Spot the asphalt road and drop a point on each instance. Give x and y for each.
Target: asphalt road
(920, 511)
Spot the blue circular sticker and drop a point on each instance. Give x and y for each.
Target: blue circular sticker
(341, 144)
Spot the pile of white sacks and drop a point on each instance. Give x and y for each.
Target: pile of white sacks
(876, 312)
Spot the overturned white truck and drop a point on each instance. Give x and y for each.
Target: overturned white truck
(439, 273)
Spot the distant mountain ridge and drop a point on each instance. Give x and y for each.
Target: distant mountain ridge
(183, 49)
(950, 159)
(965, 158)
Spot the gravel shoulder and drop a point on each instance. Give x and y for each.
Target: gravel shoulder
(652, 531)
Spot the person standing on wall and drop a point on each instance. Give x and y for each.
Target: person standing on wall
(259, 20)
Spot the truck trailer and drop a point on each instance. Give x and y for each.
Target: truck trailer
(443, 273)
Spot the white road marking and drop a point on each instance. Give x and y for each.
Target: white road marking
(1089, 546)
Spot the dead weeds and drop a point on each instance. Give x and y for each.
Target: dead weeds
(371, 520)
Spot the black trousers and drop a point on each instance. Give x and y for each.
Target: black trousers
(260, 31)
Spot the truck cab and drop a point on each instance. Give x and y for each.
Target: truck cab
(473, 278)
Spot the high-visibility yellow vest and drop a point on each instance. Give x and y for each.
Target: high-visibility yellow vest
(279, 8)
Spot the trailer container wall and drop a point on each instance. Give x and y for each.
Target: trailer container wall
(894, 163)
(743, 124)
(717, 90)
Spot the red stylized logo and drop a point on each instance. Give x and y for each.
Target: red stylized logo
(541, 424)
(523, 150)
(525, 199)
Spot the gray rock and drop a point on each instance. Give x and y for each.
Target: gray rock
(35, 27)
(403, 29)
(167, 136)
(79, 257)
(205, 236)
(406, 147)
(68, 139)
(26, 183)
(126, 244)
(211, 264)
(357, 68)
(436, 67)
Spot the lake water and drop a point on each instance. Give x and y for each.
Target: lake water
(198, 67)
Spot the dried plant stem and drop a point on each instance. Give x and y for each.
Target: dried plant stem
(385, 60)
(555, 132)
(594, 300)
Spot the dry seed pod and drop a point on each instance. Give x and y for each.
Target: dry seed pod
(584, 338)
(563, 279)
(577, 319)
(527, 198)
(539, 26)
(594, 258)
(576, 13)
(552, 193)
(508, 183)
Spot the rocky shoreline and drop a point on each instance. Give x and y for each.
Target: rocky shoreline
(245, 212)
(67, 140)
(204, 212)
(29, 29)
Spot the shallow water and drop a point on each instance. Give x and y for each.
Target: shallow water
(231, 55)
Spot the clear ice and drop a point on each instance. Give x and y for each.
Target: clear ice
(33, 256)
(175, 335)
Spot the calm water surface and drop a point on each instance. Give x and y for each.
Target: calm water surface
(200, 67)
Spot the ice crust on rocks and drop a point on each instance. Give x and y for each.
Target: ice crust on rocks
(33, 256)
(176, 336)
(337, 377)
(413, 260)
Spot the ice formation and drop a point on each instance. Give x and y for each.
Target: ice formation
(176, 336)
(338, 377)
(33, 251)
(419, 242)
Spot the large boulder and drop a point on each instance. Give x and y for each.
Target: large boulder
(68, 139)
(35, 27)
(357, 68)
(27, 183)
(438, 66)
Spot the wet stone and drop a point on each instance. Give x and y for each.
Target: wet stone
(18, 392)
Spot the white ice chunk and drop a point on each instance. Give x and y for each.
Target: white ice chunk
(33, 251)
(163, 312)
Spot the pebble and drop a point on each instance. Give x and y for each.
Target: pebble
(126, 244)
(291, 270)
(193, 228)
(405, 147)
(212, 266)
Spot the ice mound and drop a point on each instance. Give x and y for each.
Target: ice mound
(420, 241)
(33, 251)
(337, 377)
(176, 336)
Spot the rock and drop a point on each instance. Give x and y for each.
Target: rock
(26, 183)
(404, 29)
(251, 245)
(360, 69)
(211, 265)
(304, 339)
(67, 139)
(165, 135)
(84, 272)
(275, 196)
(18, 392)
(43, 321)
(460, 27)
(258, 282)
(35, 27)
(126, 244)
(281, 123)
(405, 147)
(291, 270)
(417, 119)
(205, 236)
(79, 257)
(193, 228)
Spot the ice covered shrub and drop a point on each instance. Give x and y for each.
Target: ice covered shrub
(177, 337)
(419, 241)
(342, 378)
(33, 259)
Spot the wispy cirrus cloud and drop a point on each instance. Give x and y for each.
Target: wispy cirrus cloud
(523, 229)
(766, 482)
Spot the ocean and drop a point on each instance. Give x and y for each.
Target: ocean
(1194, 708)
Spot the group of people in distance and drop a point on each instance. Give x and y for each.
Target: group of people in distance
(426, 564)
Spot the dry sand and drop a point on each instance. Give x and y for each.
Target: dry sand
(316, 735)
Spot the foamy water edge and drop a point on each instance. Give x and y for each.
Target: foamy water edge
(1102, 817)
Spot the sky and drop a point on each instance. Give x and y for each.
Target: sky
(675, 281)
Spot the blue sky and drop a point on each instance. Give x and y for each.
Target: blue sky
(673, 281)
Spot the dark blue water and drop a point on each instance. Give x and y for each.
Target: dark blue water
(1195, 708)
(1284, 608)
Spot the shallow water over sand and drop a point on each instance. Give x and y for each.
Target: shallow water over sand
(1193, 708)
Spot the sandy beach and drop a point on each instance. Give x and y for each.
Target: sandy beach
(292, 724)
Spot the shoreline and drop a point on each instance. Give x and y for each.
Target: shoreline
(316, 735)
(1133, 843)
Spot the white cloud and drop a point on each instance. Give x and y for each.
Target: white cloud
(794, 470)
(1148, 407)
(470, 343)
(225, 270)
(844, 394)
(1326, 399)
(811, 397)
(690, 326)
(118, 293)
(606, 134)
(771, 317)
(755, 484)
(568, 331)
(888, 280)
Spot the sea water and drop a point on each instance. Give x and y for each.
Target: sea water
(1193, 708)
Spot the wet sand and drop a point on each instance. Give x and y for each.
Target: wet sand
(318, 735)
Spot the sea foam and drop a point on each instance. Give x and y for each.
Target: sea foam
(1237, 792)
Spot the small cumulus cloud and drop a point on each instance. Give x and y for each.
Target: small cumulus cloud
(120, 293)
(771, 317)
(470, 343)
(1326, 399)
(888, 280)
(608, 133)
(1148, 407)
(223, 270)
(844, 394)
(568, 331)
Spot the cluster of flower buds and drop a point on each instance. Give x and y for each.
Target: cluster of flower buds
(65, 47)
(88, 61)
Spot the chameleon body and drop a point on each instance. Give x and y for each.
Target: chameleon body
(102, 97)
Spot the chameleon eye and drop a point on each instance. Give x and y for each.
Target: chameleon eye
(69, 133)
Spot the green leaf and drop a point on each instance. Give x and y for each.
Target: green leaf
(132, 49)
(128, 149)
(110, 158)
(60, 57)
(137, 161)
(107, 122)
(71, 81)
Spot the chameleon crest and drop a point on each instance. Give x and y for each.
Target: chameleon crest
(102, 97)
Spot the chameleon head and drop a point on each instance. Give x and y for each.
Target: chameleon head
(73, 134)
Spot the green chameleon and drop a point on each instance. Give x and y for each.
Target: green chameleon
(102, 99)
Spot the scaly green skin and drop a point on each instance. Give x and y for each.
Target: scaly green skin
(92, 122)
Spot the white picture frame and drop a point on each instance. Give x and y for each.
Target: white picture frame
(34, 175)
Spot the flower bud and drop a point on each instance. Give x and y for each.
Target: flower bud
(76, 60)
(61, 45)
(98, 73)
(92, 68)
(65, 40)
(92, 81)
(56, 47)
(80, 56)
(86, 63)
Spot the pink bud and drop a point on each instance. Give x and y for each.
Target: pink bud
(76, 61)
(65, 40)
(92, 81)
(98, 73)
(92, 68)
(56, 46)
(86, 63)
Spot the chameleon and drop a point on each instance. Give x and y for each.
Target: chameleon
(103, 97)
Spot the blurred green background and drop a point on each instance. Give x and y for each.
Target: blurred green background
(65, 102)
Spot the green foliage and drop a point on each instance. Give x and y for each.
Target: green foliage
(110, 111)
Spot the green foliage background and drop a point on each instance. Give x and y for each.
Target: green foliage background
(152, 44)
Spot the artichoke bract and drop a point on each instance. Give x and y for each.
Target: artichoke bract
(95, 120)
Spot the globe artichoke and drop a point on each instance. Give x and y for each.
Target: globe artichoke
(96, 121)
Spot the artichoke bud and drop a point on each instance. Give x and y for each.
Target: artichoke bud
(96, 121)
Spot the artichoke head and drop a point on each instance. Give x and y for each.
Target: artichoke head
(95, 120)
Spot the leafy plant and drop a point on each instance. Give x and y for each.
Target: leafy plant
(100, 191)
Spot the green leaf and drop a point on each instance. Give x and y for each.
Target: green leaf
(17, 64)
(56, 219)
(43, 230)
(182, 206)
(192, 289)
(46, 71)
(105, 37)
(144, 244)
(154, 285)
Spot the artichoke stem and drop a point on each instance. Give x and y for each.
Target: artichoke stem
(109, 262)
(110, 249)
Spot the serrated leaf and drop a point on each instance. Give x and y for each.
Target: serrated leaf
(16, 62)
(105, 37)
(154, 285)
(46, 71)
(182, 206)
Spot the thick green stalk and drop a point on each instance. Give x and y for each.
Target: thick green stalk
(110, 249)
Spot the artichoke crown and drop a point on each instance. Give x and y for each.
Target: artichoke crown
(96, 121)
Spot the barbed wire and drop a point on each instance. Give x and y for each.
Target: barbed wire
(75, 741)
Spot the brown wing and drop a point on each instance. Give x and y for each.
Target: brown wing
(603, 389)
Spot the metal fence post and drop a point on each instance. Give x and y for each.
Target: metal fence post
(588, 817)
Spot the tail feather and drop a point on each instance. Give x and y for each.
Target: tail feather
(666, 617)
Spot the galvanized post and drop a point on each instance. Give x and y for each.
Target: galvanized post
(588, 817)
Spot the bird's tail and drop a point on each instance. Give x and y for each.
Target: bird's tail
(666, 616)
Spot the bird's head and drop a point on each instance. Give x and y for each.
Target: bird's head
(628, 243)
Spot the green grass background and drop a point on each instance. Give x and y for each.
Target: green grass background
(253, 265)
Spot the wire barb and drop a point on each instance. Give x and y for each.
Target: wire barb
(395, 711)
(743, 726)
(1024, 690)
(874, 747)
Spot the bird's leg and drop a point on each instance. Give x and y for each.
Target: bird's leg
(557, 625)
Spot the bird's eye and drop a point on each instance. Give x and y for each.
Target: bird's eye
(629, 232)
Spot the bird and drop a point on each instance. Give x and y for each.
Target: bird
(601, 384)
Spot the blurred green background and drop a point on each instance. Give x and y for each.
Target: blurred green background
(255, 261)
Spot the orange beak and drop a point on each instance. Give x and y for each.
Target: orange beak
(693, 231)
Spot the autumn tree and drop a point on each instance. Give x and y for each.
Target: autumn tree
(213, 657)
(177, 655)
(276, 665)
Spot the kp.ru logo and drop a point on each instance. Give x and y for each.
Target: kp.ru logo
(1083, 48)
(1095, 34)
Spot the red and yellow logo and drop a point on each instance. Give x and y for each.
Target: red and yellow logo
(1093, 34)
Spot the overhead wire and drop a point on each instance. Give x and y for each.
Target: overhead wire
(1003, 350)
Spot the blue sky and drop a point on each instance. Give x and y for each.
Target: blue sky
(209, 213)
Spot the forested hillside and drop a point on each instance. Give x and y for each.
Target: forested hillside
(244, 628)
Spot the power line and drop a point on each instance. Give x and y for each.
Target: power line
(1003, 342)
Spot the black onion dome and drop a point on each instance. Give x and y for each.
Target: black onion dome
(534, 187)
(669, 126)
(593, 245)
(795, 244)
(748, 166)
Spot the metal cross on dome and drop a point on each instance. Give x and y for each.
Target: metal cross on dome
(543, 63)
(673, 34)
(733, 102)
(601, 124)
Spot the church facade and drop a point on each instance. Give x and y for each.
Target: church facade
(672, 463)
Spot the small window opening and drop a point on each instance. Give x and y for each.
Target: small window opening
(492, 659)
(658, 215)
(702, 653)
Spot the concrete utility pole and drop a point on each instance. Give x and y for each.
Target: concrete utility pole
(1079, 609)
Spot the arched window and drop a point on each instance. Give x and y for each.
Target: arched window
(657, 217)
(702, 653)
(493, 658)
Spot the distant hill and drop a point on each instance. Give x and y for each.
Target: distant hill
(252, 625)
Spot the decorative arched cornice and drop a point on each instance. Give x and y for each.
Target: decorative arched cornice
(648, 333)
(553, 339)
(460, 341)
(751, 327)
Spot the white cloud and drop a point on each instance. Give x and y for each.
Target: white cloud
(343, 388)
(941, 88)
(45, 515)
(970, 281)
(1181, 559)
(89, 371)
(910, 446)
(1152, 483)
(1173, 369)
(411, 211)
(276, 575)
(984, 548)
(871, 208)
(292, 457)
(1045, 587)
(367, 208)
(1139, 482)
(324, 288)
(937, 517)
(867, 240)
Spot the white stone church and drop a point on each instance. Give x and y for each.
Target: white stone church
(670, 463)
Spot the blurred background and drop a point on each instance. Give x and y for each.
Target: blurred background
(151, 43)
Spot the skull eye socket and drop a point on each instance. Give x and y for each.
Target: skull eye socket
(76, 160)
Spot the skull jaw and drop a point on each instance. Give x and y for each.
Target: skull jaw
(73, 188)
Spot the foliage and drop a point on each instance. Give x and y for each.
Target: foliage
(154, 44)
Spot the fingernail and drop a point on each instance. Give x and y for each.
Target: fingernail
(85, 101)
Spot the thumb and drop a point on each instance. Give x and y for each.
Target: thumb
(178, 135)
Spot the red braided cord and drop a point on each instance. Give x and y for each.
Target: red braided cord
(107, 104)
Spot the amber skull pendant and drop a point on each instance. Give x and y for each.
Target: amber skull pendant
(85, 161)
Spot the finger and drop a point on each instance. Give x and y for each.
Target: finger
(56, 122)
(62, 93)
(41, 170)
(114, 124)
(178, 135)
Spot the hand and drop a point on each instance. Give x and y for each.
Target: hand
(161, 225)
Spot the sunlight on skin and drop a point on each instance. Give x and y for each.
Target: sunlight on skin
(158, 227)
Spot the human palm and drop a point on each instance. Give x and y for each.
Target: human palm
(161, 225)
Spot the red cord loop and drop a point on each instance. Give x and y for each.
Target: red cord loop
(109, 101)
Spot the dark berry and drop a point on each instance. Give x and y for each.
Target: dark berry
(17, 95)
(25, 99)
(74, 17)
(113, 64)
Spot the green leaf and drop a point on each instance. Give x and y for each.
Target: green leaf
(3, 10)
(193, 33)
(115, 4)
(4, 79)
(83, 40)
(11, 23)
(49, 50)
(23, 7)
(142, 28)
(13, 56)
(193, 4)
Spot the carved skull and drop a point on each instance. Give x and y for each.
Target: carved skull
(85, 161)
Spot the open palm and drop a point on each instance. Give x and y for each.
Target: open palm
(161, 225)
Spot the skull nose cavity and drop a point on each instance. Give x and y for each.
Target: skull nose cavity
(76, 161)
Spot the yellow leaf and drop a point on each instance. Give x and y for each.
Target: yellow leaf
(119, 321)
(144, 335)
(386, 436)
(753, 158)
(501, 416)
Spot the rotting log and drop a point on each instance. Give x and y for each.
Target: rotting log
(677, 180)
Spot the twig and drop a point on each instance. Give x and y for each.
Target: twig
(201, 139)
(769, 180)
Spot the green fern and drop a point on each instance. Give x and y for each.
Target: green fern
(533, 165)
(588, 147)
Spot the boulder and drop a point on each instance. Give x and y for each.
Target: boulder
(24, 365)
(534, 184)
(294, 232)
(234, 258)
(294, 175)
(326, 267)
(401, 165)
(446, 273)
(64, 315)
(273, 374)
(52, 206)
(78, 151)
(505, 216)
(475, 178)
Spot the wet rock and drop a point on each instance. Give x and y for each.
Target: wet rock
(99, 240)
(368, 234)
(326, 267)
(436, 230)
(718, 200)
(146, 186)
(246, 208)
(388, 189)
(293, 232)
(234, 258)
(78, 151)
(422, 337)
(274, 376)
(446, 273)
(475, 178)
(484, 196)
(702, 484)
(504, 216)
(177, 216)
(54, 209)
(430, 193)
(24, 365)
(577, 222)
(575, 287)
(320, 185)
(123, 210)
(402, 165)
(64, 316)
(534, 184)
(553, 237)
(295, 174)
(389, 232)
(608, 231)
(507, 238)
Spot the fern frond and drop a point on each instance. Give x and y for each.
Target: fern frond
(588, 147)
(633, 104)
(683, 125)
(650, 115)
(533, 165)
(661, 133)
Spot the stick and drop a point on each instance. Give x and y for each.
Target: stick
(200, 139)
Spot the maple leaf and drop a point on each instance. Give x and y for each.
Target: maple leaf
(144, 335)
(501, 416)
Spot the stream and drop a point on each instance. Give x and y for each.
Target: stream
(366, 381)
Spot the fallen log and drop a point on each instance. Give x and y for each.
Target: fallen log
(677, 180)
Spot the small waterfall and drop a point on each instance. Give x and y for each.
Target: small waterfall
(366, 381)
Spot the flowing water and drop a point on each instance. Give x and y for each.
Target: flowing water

* * *

What is required
Extract exactly the lines between the line containing "Spot the twig" and the end of the data, including both.

Result for this exercise
Spot the twig and drop a point on each instance. Give x and y for each.
Target: twig
(201, 139)
(769, 180)
Spot the green fern and drop a point on each instance. Give x and y for each.
Target: green fern
(533, 165)
(588, 147)
Spot the boulder and drop a point on each instance. Give x and y for each.
Target: boulder
(24, 365)
(534, 184)
(294, 232)
(234, 258)
(294, 175)
(326, 267)
(401, 165)
(446, 273)
(64, 315)
(273, 374)
(52, 206)
(78, 151)
(505, 216)
(475, 178)
Spot the wet rock and drop a point on each instance. Give x and y for each.
Target: wet rock
(99, 240)
(368, 234)
(326, 267)
(436, 230)
(718, 200)
(146, 186)
(246, 208)
(388, 189)
(293, 232)
(234, 258)
(78, 151)
(422, 337)
(274, 376)
(446, 273)
(475, 178)
(484, 196)
(702, 484)
(504, 216)
(177, 216)
(54, 209)
(430, 193)
(24, 365)
(577, 222)
(575, 287)
(320, 185)
(123, 210)
(402, 165)
(64, 316)
(534, 184)
(553, 237)
(295, 174)
(389, 232)
(608, 231)
(507, 238)
Spot the fern frond and drop a point on each instance. Give x and y for each.
Target: fern frond
(588, 147)
(633, 104)
(683, 125)
(650, 115)
(533, 165)
(661, 133)
Spot the stick and drop a point on each instance. Give x and y for each.
Target: stick
(200, 139)
Spot the maple leaf and drop a point on each instance. Give x and y for each.
Target: maple leaf
(144, 335)
(501, 416)
Spot the stream and drop a point on each instance. Give x and y for each.
Target: stream
(366, 381)
Spot the fallen log and drop a point on each instance. Give x and y for each.
Target: fallen log
(677, 180)
Spot the small waterfall and drop a point on each instance. Give x and y for each.
Target: small waterfall
(366, 381)
Spot the flowing water and drop a point on each instance. Give x and y for each.
Target: flowing water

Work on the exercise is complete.